### GIVEN REQUEST
Show every line of the data below that contains the word "skin", copying each one in full. Case counts: match only lines where the string appears in that same case.

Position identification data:
----------

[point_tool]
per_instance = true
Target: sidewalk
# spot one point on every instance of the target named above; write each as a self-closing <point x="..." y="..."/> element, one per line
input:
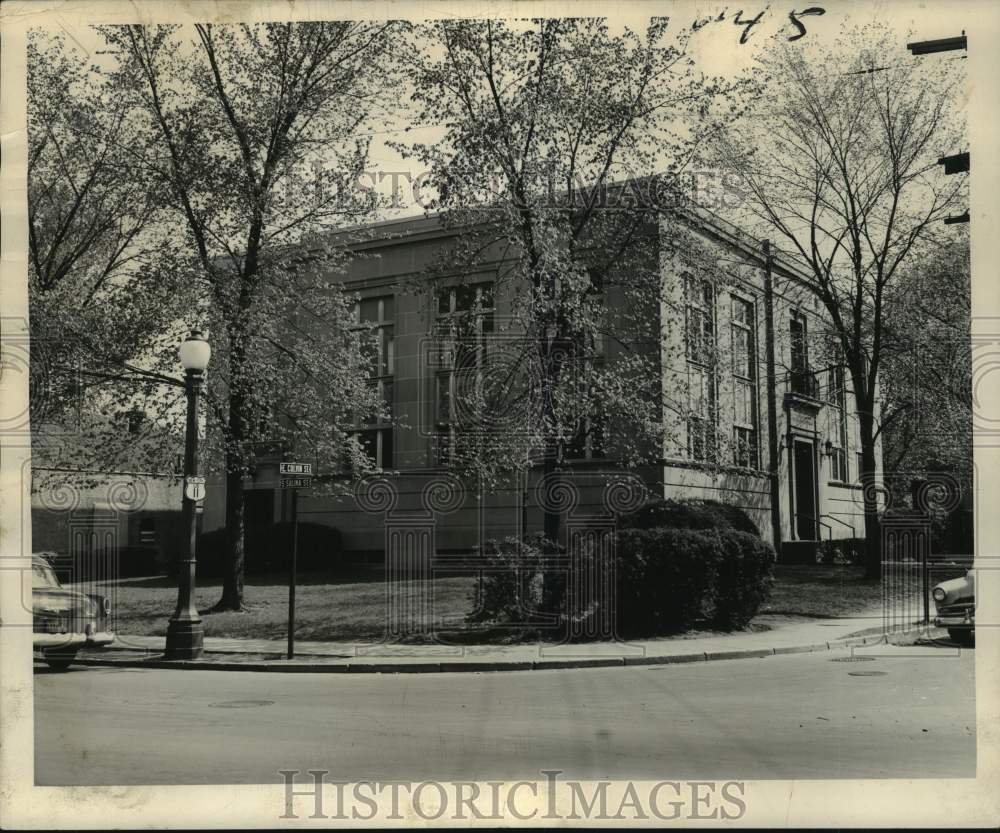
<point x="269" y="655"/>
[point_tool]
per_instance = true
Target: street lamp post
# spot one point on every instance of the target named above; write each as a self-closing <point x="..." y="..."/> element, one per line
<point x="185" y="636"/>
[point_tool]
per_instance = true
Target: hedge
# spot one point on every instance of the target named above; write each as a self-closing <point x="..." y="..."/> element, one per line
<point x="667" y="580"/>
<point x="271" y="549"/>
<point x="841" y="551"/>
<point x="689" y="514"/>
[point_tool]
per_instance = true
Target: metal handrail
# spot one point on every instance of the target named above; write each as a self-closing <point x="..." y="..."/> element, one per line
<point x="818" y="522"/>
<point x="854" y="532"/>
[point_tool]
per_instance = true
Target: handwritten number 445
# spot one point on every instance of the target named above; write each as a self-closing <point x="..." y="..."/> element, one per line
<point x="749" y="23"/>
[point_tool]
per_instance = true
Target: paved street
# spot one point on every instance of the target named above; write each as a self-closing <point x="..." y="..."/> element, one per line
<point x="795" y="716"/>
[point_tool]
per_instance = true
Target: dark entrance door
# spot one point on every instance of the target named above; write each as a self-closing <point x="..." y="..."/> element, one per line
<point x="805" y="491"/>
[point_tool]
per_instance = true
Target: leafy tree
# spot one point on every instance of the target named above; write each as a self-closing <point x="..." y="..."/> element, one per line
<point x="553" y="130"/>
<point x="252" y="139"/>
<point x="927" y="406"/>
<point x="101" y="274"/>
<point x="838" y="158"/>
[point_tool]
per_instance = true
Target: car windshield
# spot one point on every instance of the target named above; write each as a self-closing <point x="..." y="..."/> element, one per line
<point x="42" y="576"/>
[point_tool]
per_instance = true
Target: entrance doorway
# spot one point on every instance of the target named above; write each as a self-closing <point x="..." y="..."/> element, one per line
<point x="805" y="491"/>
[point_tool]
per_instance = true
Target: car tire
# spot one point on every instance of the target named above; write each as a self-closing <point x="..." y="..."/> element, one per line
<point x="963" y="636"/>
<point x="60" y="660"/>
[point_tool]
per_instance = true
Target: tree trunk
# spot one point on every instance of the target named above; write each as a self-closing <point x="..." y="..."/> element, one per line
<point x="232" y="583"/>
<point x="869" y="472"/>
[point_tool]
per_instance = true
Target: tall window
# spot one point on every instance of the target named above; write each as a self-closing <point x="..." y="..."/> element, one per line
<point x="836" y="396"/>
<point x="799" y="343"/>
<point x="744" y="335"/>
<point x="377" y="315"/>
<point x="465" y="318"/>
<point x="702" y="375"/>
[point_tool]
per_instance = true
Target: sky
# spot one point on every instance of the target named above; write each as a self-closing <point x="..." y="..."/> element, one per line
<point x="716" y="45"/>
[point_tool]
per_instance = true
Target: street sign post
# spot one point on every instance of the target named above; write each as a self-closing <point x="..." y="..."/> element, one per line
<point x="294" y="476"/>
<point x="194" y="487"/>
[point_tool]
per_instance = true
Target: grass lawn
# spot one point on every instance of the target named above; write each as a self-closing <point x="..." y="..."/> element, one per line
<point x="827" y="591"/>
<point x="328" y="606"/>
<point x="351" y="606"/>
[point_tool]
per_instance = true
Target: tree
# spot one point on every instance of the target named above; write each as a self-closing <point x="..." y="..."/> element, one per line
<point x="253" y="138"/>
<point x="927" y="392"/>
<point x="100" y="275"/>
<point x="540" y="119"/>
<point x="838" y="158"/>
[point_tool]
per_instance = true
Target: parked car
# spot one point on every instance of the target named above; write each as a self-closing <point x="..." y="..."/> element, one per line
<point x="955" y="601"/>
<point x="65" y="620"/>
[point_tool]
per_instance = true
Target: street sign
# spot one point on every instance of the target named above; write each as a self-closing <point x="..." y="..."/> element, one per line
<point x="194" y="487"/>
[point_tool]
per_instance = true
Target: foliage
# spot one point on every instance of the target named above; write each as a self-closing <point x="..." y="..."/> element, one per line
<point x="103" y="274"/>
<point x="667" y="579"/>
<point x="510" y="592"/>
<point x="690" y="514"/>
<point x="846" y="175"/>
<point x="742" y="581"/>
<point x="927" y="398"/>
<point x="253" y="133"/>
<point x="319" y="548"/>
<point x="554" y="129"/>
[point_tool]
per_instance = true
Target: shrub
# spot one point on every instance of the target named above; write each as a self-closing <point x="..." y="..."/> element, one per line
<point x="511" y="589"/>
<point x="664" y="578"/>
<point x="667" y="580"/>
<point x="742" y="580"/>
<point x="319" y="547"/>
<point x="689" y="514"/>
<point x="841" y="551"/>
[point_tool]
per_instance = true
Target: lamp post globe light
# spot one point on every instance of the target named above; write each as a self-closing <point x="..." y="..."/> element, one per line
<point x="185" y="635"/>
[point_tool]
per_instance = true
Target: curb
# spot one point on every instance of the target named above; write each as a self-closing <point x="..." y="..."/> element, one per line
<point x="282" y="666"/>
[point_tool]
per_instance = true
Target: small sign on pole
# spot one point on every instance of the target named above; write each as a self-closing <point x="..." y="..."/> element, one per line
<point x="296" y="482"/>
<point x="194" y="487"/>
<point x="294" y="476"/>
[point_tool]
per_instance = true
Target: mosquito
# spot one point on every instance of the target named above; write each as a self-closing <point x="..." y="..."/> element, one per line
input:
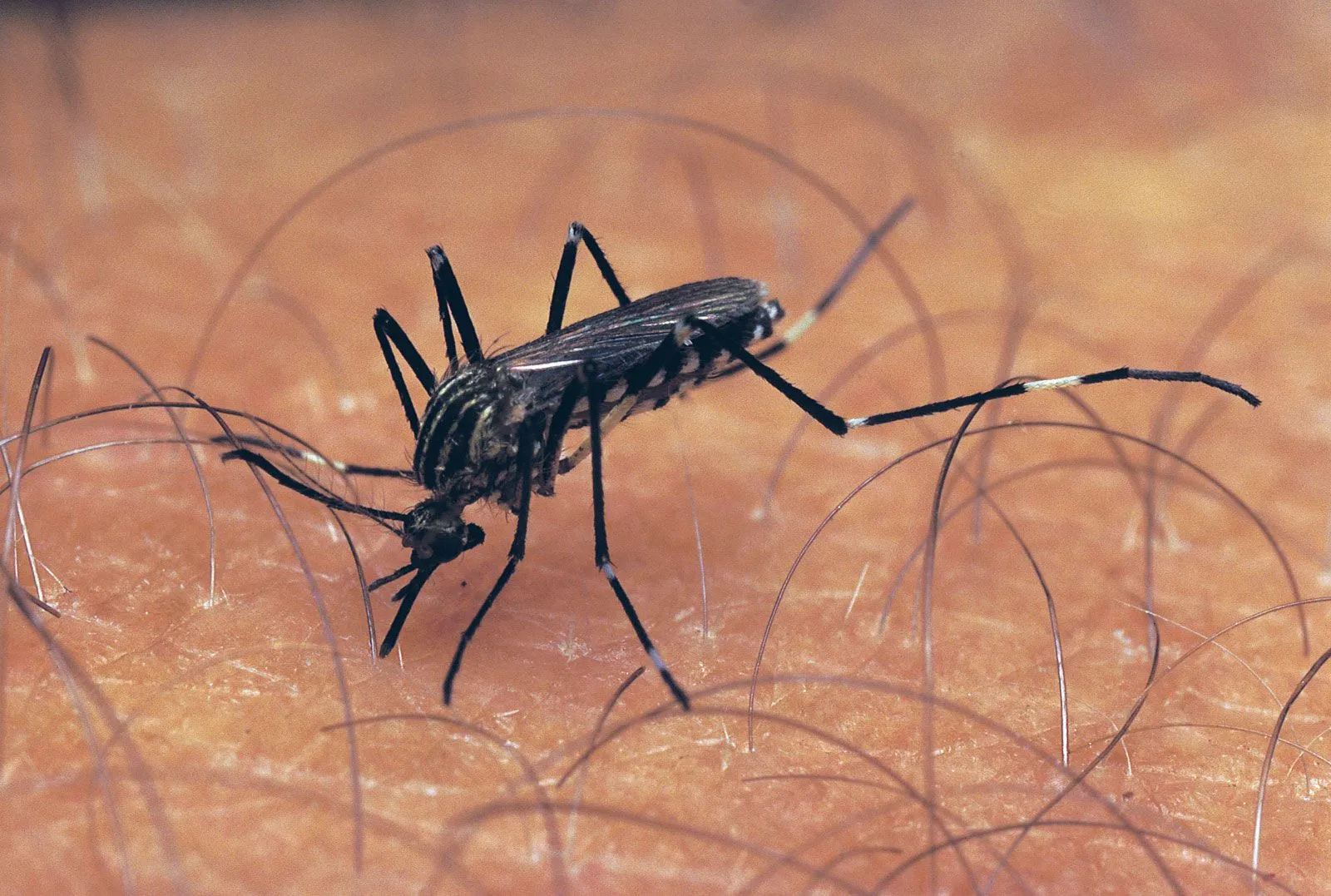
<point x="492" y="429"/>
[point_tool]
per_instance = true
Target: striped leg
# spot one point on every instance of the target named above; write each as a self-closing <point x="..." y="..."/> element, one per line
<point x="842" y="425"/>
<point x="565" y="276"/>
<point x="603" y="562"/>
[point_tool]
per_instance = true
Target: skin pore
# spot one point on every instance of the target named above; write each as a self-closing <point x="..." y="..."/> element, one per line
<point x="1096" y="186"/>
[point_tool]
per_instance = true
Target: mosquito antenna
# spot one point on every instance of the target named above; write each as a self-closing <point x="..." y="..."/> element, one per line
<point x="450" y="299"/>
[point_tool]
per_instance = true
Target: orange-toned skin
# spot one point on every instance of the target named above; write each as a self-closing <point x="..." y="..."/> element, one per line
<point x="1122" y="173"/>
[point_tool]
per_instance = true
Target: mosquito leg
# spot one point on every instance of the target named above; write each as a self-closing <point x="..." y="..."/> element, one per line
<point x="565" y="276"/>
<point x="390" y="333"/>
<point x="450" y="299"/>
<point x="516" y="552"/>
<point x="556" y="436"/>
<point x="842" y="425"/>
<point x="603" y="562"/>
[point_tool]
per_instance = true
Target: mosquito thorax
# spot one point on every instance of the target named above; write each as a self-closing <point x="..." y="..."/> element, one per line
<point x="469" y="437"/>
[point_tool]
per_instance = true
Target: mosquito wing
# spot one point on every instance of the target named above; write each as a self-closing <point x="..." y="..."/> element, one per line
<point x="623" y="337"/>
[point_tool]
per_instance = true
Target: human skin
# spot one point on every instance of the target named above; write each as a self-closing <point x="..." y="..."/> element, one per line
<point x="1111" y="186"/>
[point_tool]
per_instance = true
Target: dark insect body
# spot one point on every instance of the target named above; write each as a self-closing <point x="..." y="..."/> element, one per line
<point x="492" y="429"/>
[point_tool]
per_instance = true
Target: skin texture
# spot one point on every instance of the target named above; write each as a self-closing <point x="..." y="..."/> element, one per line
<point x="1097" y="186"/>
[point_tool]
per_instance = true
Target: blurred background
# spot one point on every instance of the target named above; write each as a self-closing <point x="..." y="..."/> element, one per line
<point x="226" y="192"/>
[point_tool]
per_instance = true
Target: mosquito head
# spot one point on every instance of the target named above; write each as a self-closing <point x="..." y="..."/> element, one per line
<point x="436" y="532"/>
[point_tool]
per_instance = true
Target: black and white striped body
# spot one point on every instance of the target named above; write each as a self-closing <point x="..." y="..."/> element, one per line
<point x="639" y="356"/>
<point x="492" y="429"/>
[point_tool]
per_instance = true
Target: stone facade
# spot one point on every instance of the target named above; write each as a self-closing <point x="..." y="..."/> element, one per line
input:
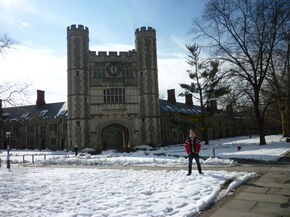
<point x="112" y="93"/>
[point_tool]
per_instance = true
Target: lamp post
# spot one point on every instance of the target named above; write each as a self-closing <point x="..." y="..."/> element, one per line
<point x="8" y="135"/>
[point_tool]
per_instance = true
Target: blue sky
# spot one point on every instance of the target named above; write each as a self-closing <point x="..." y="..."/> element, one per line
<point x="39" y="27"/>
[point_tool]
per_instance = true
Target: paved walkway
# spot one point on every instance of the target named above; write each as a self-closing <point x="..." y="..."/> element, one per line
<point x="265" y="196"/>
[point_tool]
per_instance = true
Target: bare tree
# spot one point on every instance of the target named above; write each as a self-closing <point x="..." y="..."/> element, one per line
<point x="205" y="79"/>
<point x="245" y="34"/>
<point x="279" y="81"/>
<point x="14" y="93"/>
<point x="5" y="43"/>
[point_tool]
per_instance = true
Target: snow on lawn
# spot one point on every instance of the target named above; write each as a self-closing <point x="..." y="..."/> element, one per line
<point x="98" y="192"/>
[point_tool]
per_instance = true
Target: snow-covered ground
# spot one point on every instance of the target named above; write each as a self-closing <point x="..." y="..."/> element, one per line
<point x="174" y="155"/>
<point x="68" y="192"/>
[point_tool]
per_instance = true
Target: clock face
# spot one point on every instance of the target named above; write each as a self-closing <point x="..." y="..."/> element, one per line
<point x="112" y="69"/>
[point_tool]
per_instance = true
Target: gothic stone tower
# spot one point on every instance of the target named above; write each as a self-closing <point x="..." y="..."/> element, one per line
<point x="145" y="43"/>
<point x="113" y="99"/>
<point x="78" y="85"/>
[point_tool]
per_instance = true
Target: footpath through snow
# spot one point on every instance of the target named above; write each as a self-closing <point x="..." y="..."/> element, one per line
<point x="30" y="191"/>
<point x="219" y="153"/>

----------

### EXERCISE RESULT
Target: skin pore
Target: orange-toned skin
Target: human skin
Target: skin texture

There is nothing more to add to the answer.